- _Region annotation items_
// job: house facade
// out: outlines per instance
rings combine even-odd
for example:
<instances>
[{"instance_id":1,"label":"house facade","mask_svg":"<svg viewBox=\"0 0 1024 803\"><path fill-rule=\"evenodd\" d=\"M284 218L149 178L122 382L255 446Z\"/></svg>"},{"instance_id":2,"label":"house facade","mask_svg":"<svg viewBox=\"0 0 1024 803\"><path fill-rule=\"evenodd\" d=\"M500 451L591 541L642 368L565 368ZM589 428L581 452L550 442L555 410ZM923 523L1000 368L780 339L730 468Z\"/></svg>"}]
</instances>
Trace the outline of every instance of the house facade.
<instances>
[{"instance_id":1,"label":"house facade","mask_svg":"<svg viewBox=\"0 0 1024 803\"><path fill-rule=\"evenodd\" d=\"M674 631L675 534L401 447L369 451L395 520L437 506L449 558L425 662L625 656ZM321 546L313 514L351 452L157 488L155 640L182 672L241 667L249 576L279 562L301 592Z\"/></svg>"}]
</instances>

- _Goal of the exercise_
Convert the entries above into a JSON list of strings, one string per line, with blank lines omitted.

- _Written solution_
[
  "// job: house facade",
  "// out: outlines per instance",
  "rings combine even-odd",
  "for example:",
  "<instances>",
  "[{\"instance_id\":1,\"label\":\"house facade\",\"mask_svg\":\"<svg viewBox=\\\"0 0 1024 803\\\"><path fill-rule=\\\"evenodd\\\" d=\\\"M284 218L149 178L122 382L255 446Z\\\"/></svg>\"},{\"instance_id\":2,\"label\":\"house facade\",\"mask_svg\":\"<svg viewBox=\\\"0 0 1024 803\\\"><path fill-rule=\\\"evenodd\\\" d=\\\"M500 451L591 541L642 368L565 368ZM589 428L581 452L550 442L555 410ZM923 523L1000 368L780 339L730 468Z\\\"/></svg>\"}]",
  "</instances>",
  "Trace the outline of every instance of the house facade.",
  "<instances>",
  "[{\"instance_id\":1,\"label\":\"house facade\",\"mask_svg\":\"<svg viewBox=\\\"0 0 1024 803\\\"><path fill-rule=\\\"evenodd\\\" d=\\\"M674 631L675 534L401 447L369 451L395 520L437 506L449 558L425 662L625 656ZM321 546L313 514L351 452L157 488L155 640L182 672L241 667L249 576L279 562L301 592Z\\\"/></svg>\"}]",
  "</instances>"
]